Explore the material ::
**1.** Answer these questions using the photo blog excerpt below:
(a) In which district does the runner pass a puddle?
(b) In which store's window were the rainboots shown?
(c) What place was being visited on December 27th?
**2.** List every distinct place name in the photo blog excerpt below, including districts, streets, cities and museums.

Text passage ::
I assume someone took the time to stuff the bits of plant into the letters, but maybe instead someone tried to sweep the street and left this behind. I can't say for sure.

Thursday, January 06, 2011

A Second Try

Another day, another attempt to get a decent rainboots shot.


Above: A runner passes a puddle in the Marina District, Thursday, January 6, 2011. This winter San Francisco has lived up to its reputation for rapidly changing weather.

Wednesday, January 05, 2011


Above: Rainboots in the Marc by Marc Jacobs window, Fillmore Avenue, San Francisco, January 5, 2011.

Followup to "Storyesque"

December 27th I was visiting LACMA when by chance I met a pair of interesting characters. I snapped a few shots using a "feature" approach (as in something that's of interest on its own merits rather than as a current event, as opposed to "news") and showed a few of those photographs in this post: Storyesque.

Items listed in a dataset

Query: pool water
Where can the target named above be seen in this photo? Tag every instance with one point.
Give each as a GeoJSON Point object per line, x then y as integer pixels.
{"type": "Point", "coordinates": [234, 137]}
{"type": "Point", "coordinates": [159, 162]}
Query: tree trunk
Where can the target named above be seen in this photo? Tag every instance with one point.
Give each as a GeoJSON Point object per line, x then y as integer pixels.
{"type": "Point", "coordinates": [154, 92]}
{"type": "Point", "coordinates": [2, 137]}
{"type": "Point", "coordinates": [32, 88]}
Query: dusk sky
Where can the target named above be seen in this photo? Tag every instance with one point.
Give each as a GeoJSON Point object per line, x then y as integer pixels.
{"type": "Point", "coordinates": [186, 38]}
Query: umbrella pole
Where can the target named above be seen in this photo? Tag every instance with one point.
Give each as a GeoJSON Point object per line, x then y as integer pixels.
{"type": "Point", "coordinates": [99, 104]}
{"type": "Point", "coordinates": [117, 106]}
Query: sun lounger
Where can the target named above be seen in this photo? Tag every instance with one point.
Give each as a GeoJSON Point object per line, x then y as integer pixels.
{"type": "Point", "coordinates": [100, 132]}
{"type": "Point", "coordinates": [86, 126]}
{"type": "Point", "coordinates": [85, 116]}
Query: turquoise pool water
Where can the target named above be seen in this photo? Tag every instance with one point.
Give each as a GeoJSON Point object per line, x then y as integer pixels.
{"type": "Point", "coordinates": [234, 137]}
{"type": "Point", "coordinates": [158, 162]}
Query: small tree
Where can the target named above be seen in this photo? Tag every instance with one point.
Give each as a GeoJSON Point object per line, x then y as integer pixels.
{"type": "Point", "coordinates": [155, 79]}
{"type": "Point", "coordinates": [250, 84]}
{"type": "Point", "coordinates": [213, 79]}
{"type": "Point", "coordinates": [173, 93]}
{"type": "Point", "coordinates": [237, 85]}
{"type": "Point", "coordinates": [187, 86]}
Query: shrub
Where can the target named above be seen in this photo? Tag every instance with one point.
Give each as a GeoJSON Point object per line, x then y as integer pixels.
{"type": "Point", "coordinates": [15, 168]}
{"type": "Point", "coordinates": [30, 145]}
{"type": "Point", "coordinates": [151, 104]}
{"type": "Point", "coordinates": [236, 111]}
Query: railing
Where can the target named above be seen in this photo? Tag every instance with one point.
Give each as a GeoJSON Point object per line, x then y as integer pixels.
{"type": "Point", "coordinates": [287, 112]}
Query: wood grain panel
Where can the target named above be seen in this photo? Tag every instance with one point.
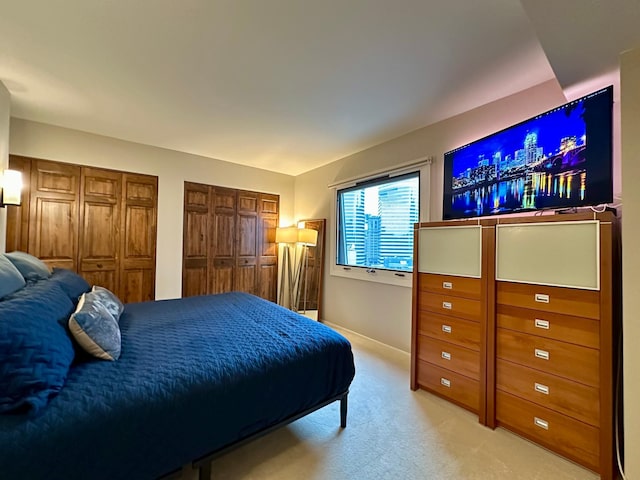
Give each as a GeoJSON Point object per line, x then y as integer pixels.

Expected responses ::
**1.**
(a) The Marina District
(b) The Marc by Marc Jacobs window on Fillmore Avenue
(c) LACMA

**2.**
Marina District
San Francisco
Fillmore Avenue
LACMA